Quoted passage
>> start

Now that a unique continuous interpolant \(u_{\mathbb {D}}\) has been obtained for each given data set \(\mathbb {D}\), it needs to be determined in a usable form. The next step consists in deriving the Euler-Lagrange equation for \(u_{\mathbb {D}}\).

Theorem 2.2

The minimizer \(u_{\mathbb {D},\alpha }\) for \(\alpha >0\) satisfies the equation (system)

$$\begin{aligned} \frac{\alpha }{c_d} (1-\Delta )^{\frac{d+1}{2}}u=\sum _{i=1}^m \bigl [ y^i-u(x^i)\bigr ] \delta _{x^i} \end{aligned}$$
(2.1)

in the weak sense, i.e. the equation holds in the space \({\text {H}}^{-\frac{d+1}{2}}(\mathbb {R}^d,\mathbb {R}^n)\) or, equivalently it holds that

$$\begin{aligned} \frac{\alpha }{c_d} \int _{\mathbb {R}^d}\bigl [(1-\Delta )^{\frac{d+1}{4}}u\bigr ](x)\cdot \bigl [(1-\Delta )^{\frac{d+1}{4}}v\bigr ](x)\, dx=\sum _{i=1}^m \bigl [ y^i-u(x^i)\bigr ] \cdot v(x^i), \end{aligned}$$
(2.2)

for all \(v\in {\text {H}}^{\frac{d+1}{2}}(\mathbb {R}^d,\mathbb {R}^n)\). Here \(\delta _x\) denotes the Dirac distribution supported at the point \(x\in \mathbb {R}^d\). If \(\alpha =0\) it holds that

$$\begin{aligned} (1-\Delta )^{\frac{d+1}{4}}u_{\mathbb {D},0}=\sum _{i=1}^m \lambda _i \delta _{x^i}, \end{aligned}$$
(2.3)

in the weak sense for some \(\lambda _i\in \mathbb {R}^n\) for \(i=1,\dots ,m\).

>> end

[Entries for labeling bounding boxes]
>> start

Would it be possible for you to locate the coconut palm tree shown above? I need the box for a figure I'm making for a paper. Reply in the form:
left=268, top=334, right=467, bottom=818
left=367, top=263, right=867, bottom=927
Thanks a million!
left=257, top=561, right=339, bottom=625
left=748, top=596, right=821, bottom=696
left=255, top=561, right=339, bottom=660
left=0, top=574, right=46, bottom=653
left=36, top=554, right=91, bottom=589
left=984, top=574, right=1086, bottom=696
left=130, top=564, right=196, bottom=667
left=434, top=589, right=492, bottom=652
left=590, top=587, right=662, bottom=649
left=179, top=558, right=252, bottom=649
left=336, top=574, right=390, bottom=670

>> end

Goals
- A) In the passage on the Euler-Lagrange equation, what does the symbol δ with subscript x denote?
- B) Repeat everything in the passage on the Euler-Lagrange equation from "Now that a unique" down to "the equation (system)".
- C) List every equation number that appears in the passage on the Euler-Lagrange equation.
The records are not needed for any of this.

Solutions below
- A) The Dirac distribution supported at the point x in ℝ^d.

- B)
Now that a unique continuous interpolant \(u_{\mathbb {D}}\) has been obtained for each given data set \(\mathbb {D}\), it needs to be determined in a usable form. The next step consists in deriving the Euler-Lagrange equation for \(u_{\mathbb {D}}\).

Theorem 2.2

The minimizer \(u_{\mathbb {D},\alpha }\) for \(\alpha >0\) satisfies the equation (system)

- C) (2.1), (2.2), (2.3)